> **Challenge**
Copy out every line of the listing below verbatim, leaving out the pictures.

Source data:
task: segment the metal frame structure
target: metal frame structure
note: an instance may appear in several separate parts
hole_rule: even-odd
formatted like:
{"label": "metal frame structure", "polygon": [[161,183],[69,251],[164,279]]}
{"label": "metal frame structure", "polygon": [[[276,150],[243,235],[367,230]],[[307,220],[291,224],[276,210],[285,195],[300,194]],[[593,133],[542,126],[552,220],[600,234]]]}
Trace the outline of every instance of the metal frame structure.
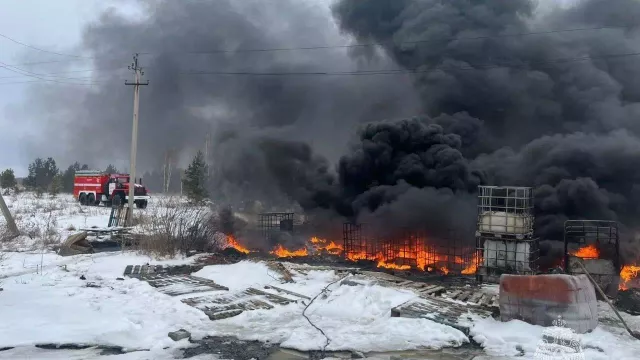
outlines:
{"label": "metal frame structure", "polygon": [[374,260],[377,257],[376,242],[365,236],[363,224],[342,224],[342,239],[346,259]]}
{"label": "metal frame structure", "polygon": [[344,256],[352,260],[377,260],[381,257],[386,263],[397,266],[452,275],[474,275],[475,272],[463,274],[463,271],[473,267],[475,249],[473,245],[461,244],[456,235],[456,232],[449,231],[436,237],[427,235],[427,231],[402,230],[384,238],[374,238],[367,236],[365,224],[344,223]]}
{"label": "metal frame structure", "polygon": [[[596,257],[572,255],[580,248],[593,245]],[[564,271],[581,274],[584,270],[611,297],[616,297],[620,285],[620,233],[618,223],[608,220],[567,220],[564,223]]]}
{"label": "metal frame structure", "polygon": [[476,236],[532,238],[533,223],[532,188],[478,186]]}
{"label": "metal frame structure", "polygon": [[447,273],[455,275],[475,275],[468,273],[469,269],[473,269],[473,257],[475,249],[465,246],[457,246],[456,243],[453,246],[427,246],[425,251],[424,266],[428,271],[443,270],[446,267]]}
{"label": "metal frame structure", "polygon": [[426,235],[419,231],[400,231],[382,239],[382,259],[398,266],[424,267]]}
{"label": "metal frame structure", "polygon": [[[573,246],[569,246],[569,245]],[[611,260],[620,273],[620,235],[618,223],[608,220],[567,220],[564,223],[564,270],[569,272],[571,251],[595,245],[603,258]],[[571,247],[571,249],[570,249]],[[583,258],[590,259],[590,258]]]}
{"label": "metal frame structure", "polygon": [[539,239],[478,236],[475,256],[478,282],[497,282],[502,274],[535,275],[539,269]]}
{"label": "metal frame structure", "polygon": [[267,241],[271,241],[274,234],[286,232],[293,234],[293,217],[294,213],[263,213],[258,219],[258,227],[262,233],[262,237]]}

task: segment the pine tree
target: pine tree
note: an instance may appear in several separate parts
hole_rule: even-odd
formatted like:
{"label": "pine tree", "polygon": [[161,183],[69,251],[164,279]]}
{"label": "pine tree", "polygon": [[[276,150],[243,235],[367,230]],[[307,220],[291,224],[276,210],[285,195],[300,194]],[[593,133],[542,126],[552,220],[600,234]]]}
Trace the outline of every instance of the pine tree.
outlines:
{"label": "pine tree", "polygon": [[37,158],[29,164],[29,176],[25,179],[25,186],[38,191],[45,191],[51,186],[53,178],[59,172],[56,161],[53,158],[47,158],[47,160]]}
{"label": "pine tree", "polygon": [[117,169],[115,166],[113,166],[113,165],[109,164],[109,165],[107,166],[107,169],[105,170],[105,172],[106,172],[107,174],[117,174],[117,173],[118,173],[118,169]]}
{"label": "pine tree", "polygon": [[207,163],[204,161],[202,151],[198,151],[191,164],[189,164],[189,167],[184,172],[184,180],[182,182],[184,193],[192,202],[200,203],[209,197],[206,188]]}
{"label": "pine tree", "polygon": [[52,197],[56,197],[62,191],[62,180],[62,174],[57,174],[53,177],[51,186],[49,187],[49,194],[51,194]]}
{"label": "pine tree", "polygon": [[16,174],[13,169],[6,169],[0,173],[0,188],[3,189],[15,189],[18,186],[16,181]]}

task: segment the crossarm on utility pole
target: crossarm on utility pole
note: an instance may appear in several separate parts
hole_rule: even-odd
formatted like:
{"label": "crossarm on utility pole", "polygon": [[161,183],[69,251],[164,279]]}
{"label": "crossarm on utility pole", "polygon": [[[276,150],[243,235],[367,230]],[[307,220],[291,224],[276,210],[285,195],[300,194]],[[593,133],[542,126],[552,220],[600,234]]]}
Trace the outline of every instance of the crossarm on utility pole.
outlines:
{"label": "crossarm on utility pole", "polygon": [[140,85],[149,85],[149,81],[140,82],[140,78],[144,75],[142,68],[138,66],[138,54],[133,56],[133,64],[129,66],[130,70],[135,72],[135,82],[125,82],[125,85],[133,85],[133,129],[131,131],[131,162],[129,165],[129,211],[127,225],[132,226],[133,221],[133,205],[135,197],[136,182],[136,154],[138,152],[138,110],[140,102]]}

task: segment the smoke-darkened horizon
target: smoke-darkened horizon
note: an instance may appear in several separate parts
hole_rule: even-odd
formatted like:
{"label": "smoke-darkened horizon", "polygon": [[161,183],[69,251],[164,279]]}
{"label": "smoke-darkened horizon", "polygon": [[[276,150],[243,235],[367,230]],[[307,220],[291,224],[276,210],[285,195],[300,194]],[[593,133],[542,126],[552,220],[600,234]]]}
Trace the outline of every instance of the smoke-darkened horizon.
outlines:
{"label": "smoke-darkened horizon", "polygon": [[[583,0],[552,12],[533,0],[337,0],[331,10],[293,0],[144,4],[145,20],[105,14],[84,45],[98,68],[134,48],[156,54],[143,58],[152,85],[142,91],[138,161],[200,148],[215,127],[211,189],[220,201],[295,202],[343,219],[447,228],[472,226],[477,185],[520,185],[535,189],[544,239],[560,239],[566,219],[640,225],[640,58],[621,55],[638,52],[637,1]],[[509,36],[536,32],[546,33]],[[349,41],[381,45],[184,53]],[[398,68],[415,72],[183,74]],[[131,93],[113,91],[120,81],[77,103],[62,101],[64,90],[32,95],[49,119],[70,124],[56,135],[84,139],[86,156],[126,157]]]}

> **Task response**
task: segment the metal frame structure
target: metal frame structure
note: an instance may appear in several separate parts
hole_rule: even-odd
formatted like:
{"label": "metal frame structure", "polygon": [[161,183],[69,251],[164,279]]}
{"label": "metal frame structure", "polygon": [[[276,150],[243,235],[367,230]],[[307,220],[291,224],[276,210],[285,195],[300,194]],[[593,133],[542,126],[552,220],[600,234]]]}
Trace the outline of every instance of the metal frame structure.
outlines:
{"label": "metal frame structure", "polygon": [[374,260],[377,257],[376,242],[365,236],[363,224],[342,224],[342,239],[346,259]]}
{"label": "metal frame structure", "polygon": [[344,256],[352,260],[377,260],[381,257],[386,263],[397,266],[452,275],[474,275],[475,272],[463,274],[463,271],[473,267],[475,249],[473,245],[461,244],[456,235],[456,232],[449,231],[436,237],[427,235],[427,231],[402,230],[384,238],[374,238],[367,236],[365,224],[344,223]]}
{"label": "metal frame structure", "polygon": [[[596,257],[572,255],[580,248],[593,245]],[[564,271],[581,274],[584,270],[611,297],[616,297],[620,285],[620,233],[618,223],[608,220],[567,220],[564,223]]]}
{"label": "metal frame structure", "polygon": [[476,236],[532,238],[533,223],[532,188],[478,186]]}
{"label": "metal frame structure", "polygon": [[447,273],[455,275],[475,275],[468,273],[469,269],[473,269],[473,257],[475,249],[465,246],[457,246],[456,243],[453,246],[427,246],[425,251],[424,266],[428,271],[443,270],[446,267]]}
{"label": "metal frame structure", "polygon": [[426,235],[419,231],[400,231],[382,239],[382,259],[398,266],[424,267]]}
{"label": "metal frame structure", "polygon": [[[573,246],[569,246],[569,245]],[[611,260],[620,273],[620,235],[618,223],[608,220],[567,220],[564,223],[564,270],[569,272],[571,251],[595,245],[603,258]],[[571,247],[571,249],[570,249]],[[583,258],[590,259],[590,258]]]}
{"label": "metal frame structure", "polygon": [[539,239],[478,236],[475,256],[478,282],[497,282],[502,274],[535,275],[539,269]]}
{"label": "metal frame structure", "polygon": [[267,241],[271,241],[274,234],[286,232],[293,234],[293,217],[294,213],[263,213],[258,219],[258,227],[262,233],[262,237]]}

task: segment the pine tree
target: pine tree
note: an instance may appear in several separate parts
hole_rule: even-odd
formatted like:
{"label": "pine tree", "polygon": [[161,183],[69,251],[164,279]]}
{"label": "pine tree", "polygon": [[[276,150],[243,235],[367,230]],[[307,220],[291,224],[276,210],[285,195],[300,194]],[[593,133],[542,126],[552,220],[600,234]]]}
Trace the outline of every instance of the pine tree.
outlines:
{"label": "pine tree", "polygon": [[37,158],[29,164],[29,176],[25,179],[25,186],[38,191],[45,191],[51,186],[53,178],[59,172],[56,161],[53,158],[47,158],[47,160]]}
{"label": "pine tree", "polygon": [[117,169],[115,166],[113,166],[113,165],[109,164],[109,165],[107,166],[107,169],[105,170],[105,172],[106,172],[107,174],[117,174],[117,173],[118,173],[118,169]]}
{"label": "pine tree", "polygon": [[207,163],[204,161],[202,151],[198,151],[191,164],[189,164],[189,167],[184,172],[184,180],[182,182],[184,193],[192,202],[200,203],[209,197],[206,188]]}
{"label": "pine tree", "polygon": [[52,197],[56,197],[62,191],[62,180],[62,174],[57,174],[53,177],[51,186],[49,187],[49,194],[51,194]]}
{"label": "pine tree", "polygon": [[16,174],[13,169],[6,169],[0,173],[0,188],[3,189],[15,189],[18,186],[16,181]]}

task: segment the crossarm on utility pole
target: crossarm on utility pole
note: an instance may appear in several separate parts
hole_rule: even-odd
formatted like:
{"label": "crossarm on utility pole", "polygon": [[161,183],[69,251],[164,279]]}
{"label": "crossarm on utility pole", "polygon": [[[276,150],[243,235],[367,230]],[[307,220],[291,224],[276,210],[285,195],[300,194]],[[593,133],[542,126],[552,220],[600,234]]]}
Trace the outline of every instance of the crossarm on utility pole.
outlines:
{"label": "crossarm on utility pole", "polygon": [[140,85],[149,85],[149,81],[140,82],[140,78],[144,75],[142,68],[138,66],[138,54],[133,56],[133,64],[129,66],[130,70],[135,72],[135,82],[125,82],[125,85],[133,85],[133,129],[131,131],[131,162],[129,165],[129,211],[127,225],[132,226],[133,221],[133,205],[135,197],[136,182],[136,154],[138,152],[138,110],[140,102]]}

task: segment the smoke-darkened horizon
target: smoke-darkened horizon
note: an instance may appear in several separate parts
hole_rule: even-odd
formatted like:
{"label": "smoke-darkened horizon", "polygon": [[161,183],[69,251],[164,279]]}
{"label": "smoke-darkened horizon", "polygon": [[[276,150],[243,235],[367,230]],[[307,220],[291,224],[276,210],[285,195],[300,194]],[[593,133],[542,126],[552,220],[600,234]]]}
Trace the outline of every instance of the smoke-darkened horizon.
outlines:
{"label": "smoke-darkened horizon", "polygon": [[[583,0],[552,12],[533,0],[337,0],[331,10],[293,0],[144,4],[145,20],[105,14],[84,45],[98,68],[134,48],[156,54],[143,58],[152,85],[142,91],[138,161],[200,148],[215,127],[211,189],[220,201],[295,202],[343,219],[447,228],[472,226],[477,185],[520,185],[535,189],[544,239],[560,239],[566,219],[640,225],[640,58],[621,55],[638,52],[637,1]],[[509,36],[536,32],[546,33]],[[349,41],[381,45],[184,53]],[[398,68],[415,72],[183,74]],[[131,93],[113,91],[120,81],[77,103],[62,101],[64,90],[32,95],[49,119],[70,124],[56,135],[84,139],[86,156],[126,157]]]}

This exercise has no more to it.